- Problem -
Repeat the data below exactly, dropping any pictures it holds.

- Excerpted records -

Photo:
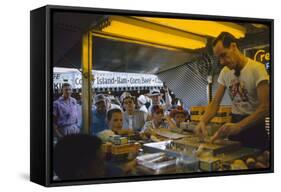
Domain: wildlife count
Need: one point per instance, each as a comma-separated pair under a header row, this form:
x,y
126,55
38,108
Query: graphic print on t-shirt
x,y
237,91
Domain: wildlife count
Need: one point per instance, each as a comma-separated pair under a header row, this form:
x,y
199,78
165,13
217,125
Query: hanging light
x,y
136,30
200,27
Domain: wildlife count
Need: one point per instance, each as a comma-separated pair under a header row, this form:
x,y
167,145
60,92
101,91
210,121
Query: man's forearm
x,y
259,114
210,112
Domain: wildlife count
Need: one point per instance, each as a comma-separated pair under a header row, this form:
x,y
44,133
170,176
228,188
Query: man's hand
x,y
201,130
226,130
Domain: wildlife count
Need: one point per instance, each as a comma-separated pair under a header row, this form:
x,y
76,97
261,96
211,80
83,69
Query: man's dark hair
x,y
226,39
110,113
65,85
76,154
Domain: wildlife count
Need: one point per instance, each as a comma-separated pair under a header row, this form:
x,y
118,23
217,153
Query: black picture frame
x,y
41,94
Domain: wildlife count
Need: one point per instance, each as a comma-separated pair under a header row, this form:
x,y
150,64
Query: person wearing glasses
x,y
247,84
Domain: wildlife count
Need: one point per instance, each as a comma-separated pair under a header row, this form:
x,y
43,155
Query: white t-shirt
x,y
243,89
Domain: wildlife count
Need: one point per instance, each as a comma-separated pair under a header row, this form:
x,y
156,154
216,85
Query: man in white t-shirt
x,y
247,84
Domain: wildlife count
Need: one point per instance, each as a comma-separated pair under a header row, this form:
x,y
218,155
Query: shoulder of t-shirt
x,y
73,100
255,64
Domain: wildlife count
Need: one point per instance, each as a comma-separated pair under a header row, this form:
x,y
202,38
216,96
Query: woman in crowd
x,y
158,121
133,119
115,123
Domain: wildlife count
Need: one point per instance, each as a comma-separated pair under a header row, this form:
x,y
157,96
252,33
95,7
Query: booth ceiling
x,y
134,44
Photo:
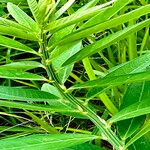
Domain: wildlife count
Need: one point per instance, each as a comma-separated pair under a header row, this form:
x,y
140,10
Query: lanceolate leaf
x,y
45,142
10,43
14,74
134,94
5,30
22,65
21,17
14,93
85,146
145,129
114,80
57,107
105,42
134,66
82,33
64,8
106,14
10,23
74,18
136,109
34,9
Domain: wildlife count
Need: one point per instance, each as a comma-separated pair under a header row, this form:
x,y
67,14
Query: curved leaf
x,y
21,17
13,74
105,42
45,142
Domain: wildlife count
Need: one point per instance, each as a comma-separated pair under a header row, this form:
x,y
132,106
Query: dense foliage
x,y
74,75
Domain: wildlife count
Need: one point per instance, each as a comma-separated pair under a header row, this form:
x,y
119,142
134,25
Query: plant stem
x,y
103,126
103,96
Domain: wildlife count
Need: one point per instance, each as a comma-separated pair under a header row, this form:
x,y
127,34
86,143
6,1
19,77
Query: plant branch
x,y
105,129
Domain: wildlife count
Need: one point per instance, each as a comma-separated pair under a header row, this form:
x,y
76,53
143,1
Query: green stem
x,y
100,123
103,96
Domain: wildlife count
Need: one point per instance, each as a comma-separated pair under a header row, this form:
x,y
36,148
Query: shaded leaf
x,y
10,43
21,17
105,42
22,65
13,74
14,93
53,141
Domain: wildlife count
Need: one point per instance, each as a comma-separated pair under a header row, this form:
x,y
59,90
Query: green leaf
x,y
105,42
71,110
51,89
46,126
145,129
8,27
136,109
75,18
70,50
10,43
141,144
54,141
14,93
14,74
114,80
64,8
84,146
34,9
134,66
53,107
135,92
10,23
22,65
84,32
106,14
13,1
21,17
11,31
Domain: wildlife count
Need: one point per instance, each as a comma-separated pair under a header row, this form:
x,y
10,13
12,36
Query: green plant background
x,y
74,74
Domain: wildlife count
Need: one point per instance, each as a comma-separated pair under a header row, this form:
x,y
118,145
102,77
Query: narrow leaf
x,y
114,80
22,65
134,110
21,17
13,74
54,141
10,43
105,42
14,93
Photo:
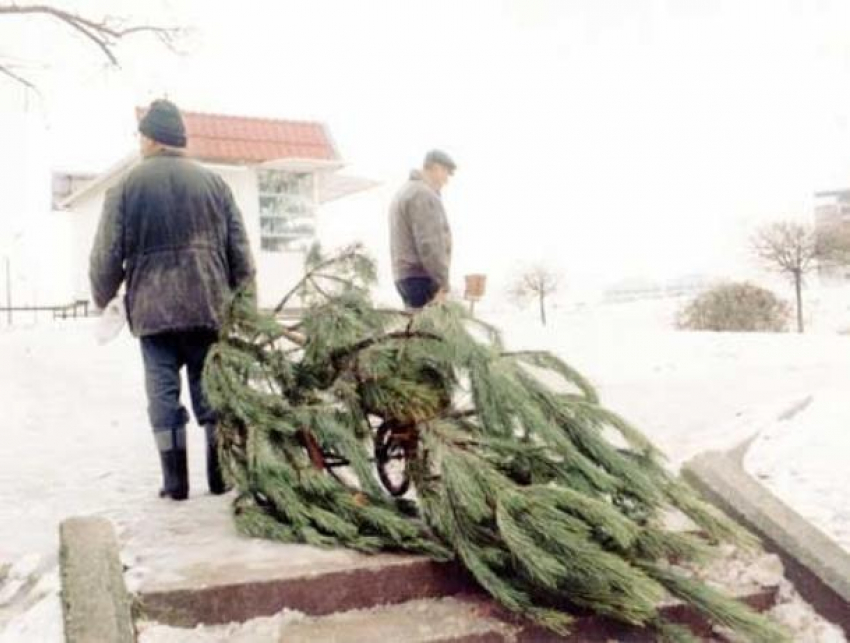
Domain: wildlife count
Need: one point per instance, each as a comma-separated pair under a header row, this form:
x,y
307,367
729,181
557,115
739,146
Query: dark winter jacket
x,y
172,231
420,237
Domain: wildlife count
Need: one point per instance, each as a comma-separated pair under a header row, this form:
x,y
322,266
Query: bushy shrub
x,y
738,307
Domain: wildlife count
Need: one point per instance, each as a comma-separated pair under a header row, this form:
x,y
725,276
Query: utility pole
x,y
8,291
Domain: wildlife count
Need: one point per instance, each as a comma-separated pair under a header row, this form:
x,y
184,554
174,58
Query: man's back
x,y
182,242
420,238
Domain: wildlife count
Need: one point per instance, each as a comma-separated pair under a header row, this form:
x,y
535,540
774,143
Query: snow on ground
x,y
803,460
76,439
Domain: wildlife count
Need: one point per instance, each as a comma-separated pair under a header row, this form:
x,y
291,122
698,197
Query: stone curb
x,y
95,603
818,567
314,594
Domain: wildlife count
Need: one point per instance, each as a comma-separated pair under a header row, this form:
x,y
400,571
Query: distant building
x,y
281,172
832,212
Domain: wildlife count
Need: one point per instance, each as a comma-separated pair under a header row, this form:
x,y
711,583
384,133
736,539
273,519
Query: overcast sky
x,y
609,137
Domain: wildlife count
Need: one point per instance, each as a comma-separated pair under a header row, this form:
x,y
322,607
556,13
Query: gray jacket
x,y
420,237
172,231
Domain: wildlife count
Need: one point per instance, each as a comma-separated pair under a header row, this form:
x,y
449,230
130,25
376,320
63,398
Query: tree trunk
x,y
798,287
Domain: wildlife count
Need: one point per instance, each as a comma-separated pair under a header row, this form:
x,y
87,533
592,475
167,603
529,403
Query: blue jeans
x,y
164,355
416,291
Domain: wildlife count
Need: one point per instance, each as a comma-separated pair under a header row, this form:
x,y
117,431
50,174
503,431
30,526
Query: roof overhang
x,y
332,186
337,186
303,165
104,181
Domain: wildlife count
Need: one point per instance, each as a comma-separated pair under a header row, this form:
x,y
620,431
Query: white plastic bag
x,y
111,321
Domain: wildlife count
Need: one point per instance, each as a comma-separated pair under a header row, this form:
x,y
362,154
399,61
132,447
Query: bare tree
x,y
539,282
792,249
104,33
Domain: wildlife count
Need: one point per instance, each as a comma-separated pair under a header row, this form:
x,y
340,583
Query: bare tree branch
x,y
537,283
16,77
790,248
105,34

- Complete output -
Photo:
Domain: wildlife count
Need: one point per instance, each as a comma-separated pair under a header row, this form:
x,y
126,55
38,108
Query: graphic print on t-shirt
x,y
237,91
Domain: wildlife count
Need: one point per instance, each as a comma-separated pair under a header row, this form:
x,y
199,78
165,13
217,125
Query: hanging light
x,y
136,30
200,27
Domain: wildlife count
Need: one point per instance, each as a comma-separated pair under a header row, this form:
x,y
167,145
60,92
101,91
210,121
Query: man's forearm
x,y
259,114
210,112
Domain: wildlife count
Need: one point per instance, each as a comma-separated pair under a header row, this form:
x,y
44,133
170,176
228,188
Query: man's hand
x,y
201,130
226,130
Domain: wildlife count
Need: one point per instance, each as a comma-separated pair under a header row, this form:
x,y
76,97
261,96
211,80
83,69
Query: man's dark hair
x,y
226,39
110,113
65,85
76,154
Domain: wildlife count
Need: one point per instance, each as a comma-separated pair under a header row, this form:
x,y
118,23
217,153
Query: black picture frame
x,y
41,94
Domain: wildlife count
Need: one point per instance, each as a comma-separated pair under a header row, this form:
x,y
150,64
Query: person wearing glasses
x,y
247,84
Domain: wildlife count
Need: one point per instance, each as a comma-separated pair under a header row, this form:
x,y
43,155
Query: white t-shirt
x,y
243,89
Domain: wildlife count
Need: one point per instance, each as a comma-separated pair under a header row, this form:
x,y
156,154
216,85
Query: man in white t-shirt
x,y
247,84
Domain: wildlife count
Need: one point per instance, each as a comma-separated pair under a header row, this form:
x,y
218,155
Query: shoulder of t-shirt
x,y
73,100
255,64
Domain: wildlife count
Need: one point per instance, each as a comma-separated pair under a header row, this form:
x,y
202,38
216,96
Query: woman in crowd
x,y
158,121
133,119
115,123
Domain: wildlife count
Need: one point per instance, each as a comma-separated pair under a header row, this form:
x,y
157,96
252,33
95,7
Query: booth ceiling
x,y
134,44
Photo:
Domain: wildlife count
Need: one point per instance, each as a comma-separated pair under a header row, this form:
x,y
140,10
Query: lanceolate leaf
x,y
45,142
10,43
14,74
134,94
5,30
22,65
21,17
14,93
85,146
145,129
114,80
57,107
105,42
134,66
82,33
64,8
106,14
10,23
74,18
136,109
34,9
Domain: wildlife count
Need: one point per instance, each as a comma-separated pair under a header row, this form:
x,y
67,14
Query: curved leaf
x,y
21,17
13,74
105,42
45,142
Domain: wildlife count
Need: one point per instance, each as a comma-separated pair under a header row, this form:
x,y
132,106
Query: dense foliage
x,y
74,75
Domain: wildlife count
Need: one point per instance, each as a comma-separated pair under a header row, this form:
x,y
119,142
134,25
Query: plant stem
x,y
103,126
103,96
Domain: wildlife count
Need: one point per instance, each as a comma-separated pair under a header row, this form:
x,y
127,34
86,143
6,1
19,77
Query: plant branch
x,y
105,129
Domain: wildlife count
Need: one point per instance, each as a comma-separated pair under a header row, this form:
x,y
76,53
143,1
Query: green stem
x,y
100,123
103,96
Domain: wildlife count
Need: one point per instance, each as a comma-separated pair under a header row, this form:
x,y
36,148
Query: shaded leaf
x,y
10,43
21,17
105,42
22,65
13,74
14,93
53,141
Domain: wildlife count
Need: one point per instance, each as a comma-separated pair under a header row, this form:
x,y
59,90
Query: green leaf
x,y
105,42
71,110
51,89
46,126
145,129
8,27
136,109
75,18
70,50
10,43
141,144
54,141
14,93
14,74
114,80
64,8
84,146
34,9
134,66
53,107
135,92
10,23
22,65
84,32
106,14
13,1
21,17
11,31
Domain: wildlife count
Need: one point per instance, each as a comma-separated pair under a header row, this form:
x,y
10,13
12,36
Query: green plant background
x,y
74,74
Domain: wildlife count
Need: one point per instance, each as a comma-separated pair under a header row, this form:
x,y
118,145
102,77
Query: narrow leaf
x,y
114,80
22,65
134,110
21,17
13,74
54,141
10,43
105,42
14,93
Photo:
Domain: wildlife count
Need: one point per instance, each as a comma-separated pair under a header row, this form:
x,y
307,367
729,181
557,115
739,146
Query: dark winter jacket
x,y
172,231
420,237
Domain: wildlife count
Need: one point per instance, each as a comma-separated pair under a header row, this form:
x,y
322,266
Query: bushy shrub
x,y
738,307
Domain: wildlife count
Need: one point per instance, each as a comma-separated pair under a header row, this form:
x,y
725,276
Query: utility pole
x,y
8,291
Domain: wildlife count
Need: one point per instance, each as a comma-separated pair under a header row, this form:
x,y
184,554
174,58
Query: man's back
x,y
182,242
420,238
Domain: wildlife count
Need: one point per instance, each as a comma-separated pair under a header row, this form:
x,y
535,540
774,143
Query: snow on ground
x,y
803,460
76,439
Domain: wildlife count
Need: one point per instance, each as a comma-separated pair under a header row, this form:
x,y
291,122
698,197
Query: stone curb
x,y
95,603
818,567
314,594
Domain: wildlife count
Need: one point per instance, each as a comma-separated pair under a header row, this form:
x,y
400,571
Query: distant building
x,y
281,172
832,212
Domain: wildlife count
Need: one point per instance, each as a comma-separated pair under a header row, this form:
x,y
711,583
384,133
736,539
273,519
Query: overcast sky
x,y
609,137
Domain: wildlife count
Need: one point per instance, each as a comma-separated pair under a header row, this form:
x,y
322,607
556,13
Query: gray jacket
x,y
420,237
172,231
Domain: wildlife count
Need: one point per instance, each as a comma-separated pair under a header row, this form:
x,y
449,230
130,25
376,320
63,398
Query: tree trunk
x,y
798,287
Domain: wildlife count
Need: one point per instance, each as a comma-separated pair under a header row, this form:
x,y
87,533
592,475
167,603
529,403
Query: blue jeans
x,y
164,355
416,291
Domain: wildlife count
Need: one point per instance, each as a comma-separated pair under a header row, this form:
x,y
117,431
50,174
503,431
30,526
Query: roof overhang
x,y
332,186
337,186
303,165
104,181
Domain: wildlife count
Need: one point per instance, each as a comma-separated pair under a header row, this form:
x,y
620,431
Query: white plastic bag
x,y
111,321
Domain: wildlife count
Need: one point per instance, each as a comma-separated pair under a header row, this form:
x,y
362,154
399,61
132,447
Query: bare tree
x,y
539,282
792,249
104,33
Domain: wildlife count
Need: one point per instance, each as a comma-separated pair under a header row, this form:
x,y
340,583
Query: bare tree branch
x,y
537,283
16,77
790,248
105,34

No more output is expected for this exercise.